◆ **PROVIDED RECORDS**

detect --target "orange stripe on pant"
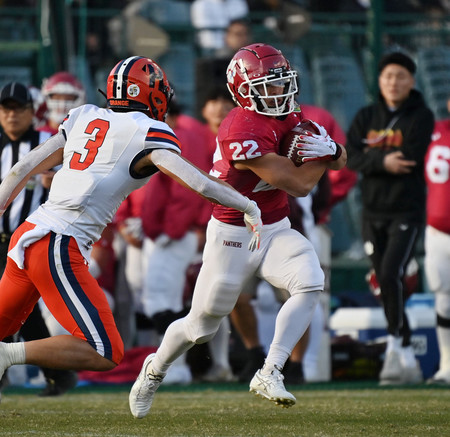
[0,222,123,364]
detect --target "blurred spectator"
[425,98,450,385]
[37,71,86,188]
[39,71,86,135]
[191,0,249,53]
[196,19,252,117]
[347,52,434,385]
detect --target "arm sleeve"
[0,132,66,214]
[151,149,250,212]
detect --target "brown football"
[278,119,320,167]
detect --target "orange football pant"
[0,222,124,364]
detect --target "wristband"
[331,143,342,161]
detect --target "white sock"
[386,335,403,354]
[2,341,25,367]
[261,343,292,375]
[208,317,230,369]
[400,346,417,367]
[436,326,450,370]
[261,291,320,374]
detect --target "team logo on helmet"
[127,83,141,97]
[106,56,173,121]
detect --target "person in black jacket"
[347,52,434,385]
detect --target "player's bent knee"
[184,314,222,344]
[203,278,241,317]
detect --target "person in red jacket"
[425,97,450,385]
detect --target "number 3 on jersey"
[69,118,109,170]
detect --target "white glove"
[297,128,341,162]
[123,217,143,240]
[153,234,172,247]
[244,200,263,252]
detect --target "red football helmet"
[227,43,298,117]
[42,71,86,124]
[106,56,173,121]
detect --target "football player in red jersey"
[0,56,262,406]
[130,43,346,418]
[425,98,450,384]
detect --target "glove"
[153,234,172,247]
[297,128,342,162]
[244,200,263,252]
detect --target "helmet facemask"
[238,67,298,117]
[227,43,298,117]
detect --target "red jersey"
[425,120,450,234]
[211,108,302,226]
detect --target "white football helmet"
[42,71,86,124]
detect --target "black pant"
[362,218,423,346]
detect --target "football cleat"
[250,369,296,408]
[380,350,403,385]
[427,369,450,385]
[129,354,164,419]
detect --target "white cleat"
[427,369,450,385]
[250,369,296,408]
[129,354,164,419]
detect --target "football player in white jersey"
[0,56,262,398]
[129,43,346,418]
[425,98,450,385]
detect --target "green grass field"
[0,382,450,437]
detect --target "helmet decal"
[106,56,173,121]
[127,83,141,97]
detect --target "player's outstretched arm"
[141,149,262,251]
[0,133,66,216]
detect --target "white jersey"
[27,105,181,259]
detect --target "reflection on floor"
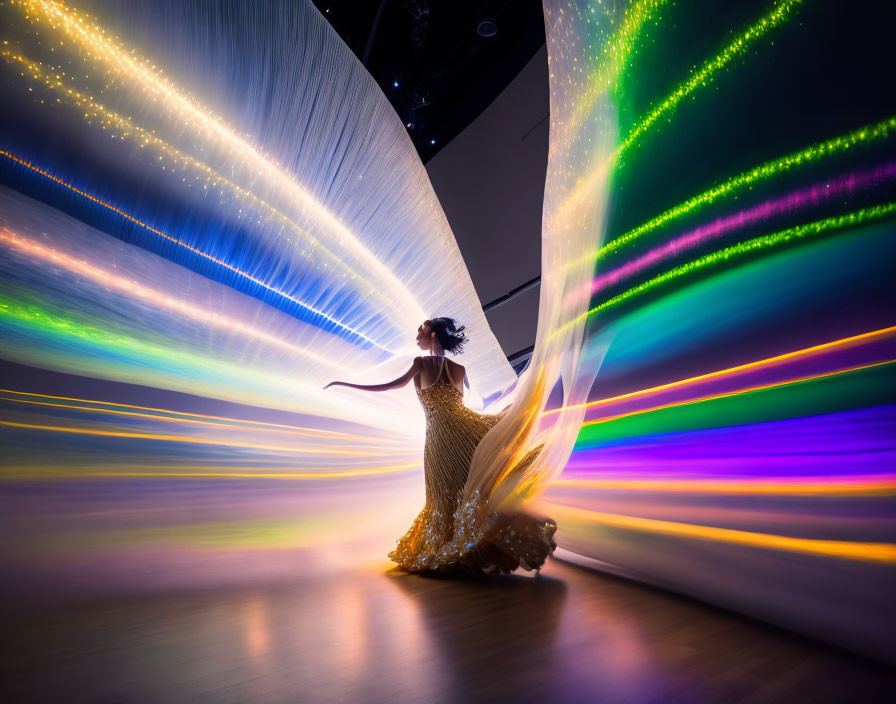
[2,559,896,704]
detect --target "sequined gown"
[389,357,557,575]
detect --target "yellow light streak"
[0,149,396,354]
[539,502,896,564]
[542,326,896,415]
[0,51,412,322]
[0,396,400,445]
[582,359,896,428]
[0,420,402,457]
[14,0,426,324]
[0,462,422,479]
[0,227,341,369]
[0,389,400,440]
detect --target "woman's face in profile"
[417,321,432,350]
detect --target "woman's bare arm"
[324,357,421,391]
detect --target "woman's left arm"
[324,357,421,391]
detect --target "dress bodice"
[414,357,466,418]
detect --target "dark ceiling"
[313,0,545,163]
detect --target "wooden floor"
[0,560,896,704]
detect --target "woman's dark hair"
[427,318,469,355]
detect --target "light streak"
[0,420,402,457]
[591,164,896,295]
[0,389,396,440]
[0,462,421,479]
[0,149,397,354]
[593,116,896,259]
[9,0,426,318]
[0,396,400,445]
[551,474,896,496]
[0,51,412,322]
[542,326,896,415]
[0,226,338,368]
[614,0,802,161]
[582,359,896,428]
[539,502,896,564]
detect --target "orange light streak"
[0,462,421,479]
[0,390,400,444]
[0,420,402,457]
[0,149,396,354]
[0,389,396,440]
[539,502,896,564]
[0,227,336,367]
[10,0,425,324]
[551,474,896,496]
[582,358,896,428]
[542,326,896,415]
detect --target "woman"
[324,318,557,575]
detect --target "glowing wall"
[524,0,896,661]
[0,0,896,658]
[0,0,516,598]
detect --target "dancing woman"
[324,318,557,575]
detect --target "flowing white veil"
[464,0,623,509]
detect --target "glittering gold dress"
[389,357,557,575]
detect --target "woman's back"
[416,355,466,396]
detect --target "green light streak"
[615,0,802,159]
[586,203,896,316]
[575,363,896,450]
[596,116,896,260]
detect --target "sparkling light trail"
[591,163,896,295]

◆ **THE REQUEST**
Find every line in the records above that contains the string "dark" and copy each one. Match case exactly.

◆ **RESULT OF THE EXERCISE**
detect --target "dark ceiling"
detect --target "woman's dark hair"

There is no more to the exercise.